>> begin Data shown

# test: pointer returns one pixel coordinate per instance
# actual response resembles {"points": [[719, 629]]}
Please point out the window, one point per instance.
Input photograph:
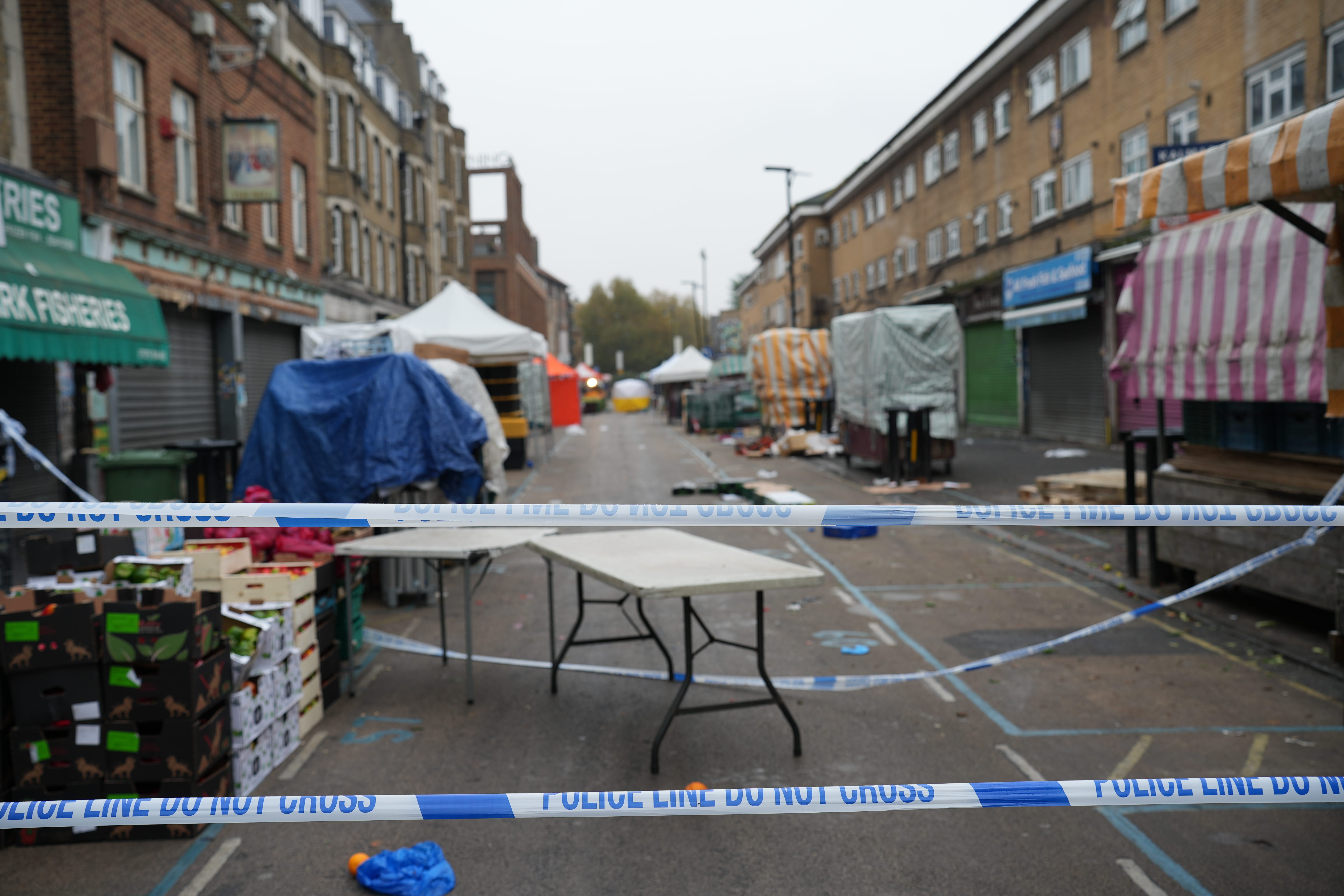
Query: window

>> end Data shown

_Instructions to follow_: Update the records by replacing every occurrence of "per instance" with "per object" and changing nothing else. Leave the pictures out of your answer.

_Exercise solution_:
# test: pointer returns one pixel coordinate per object
# actual response resembles {"points": [[719, 629]]}
Please point out the window, one point per object.
Input photograph:
Query: window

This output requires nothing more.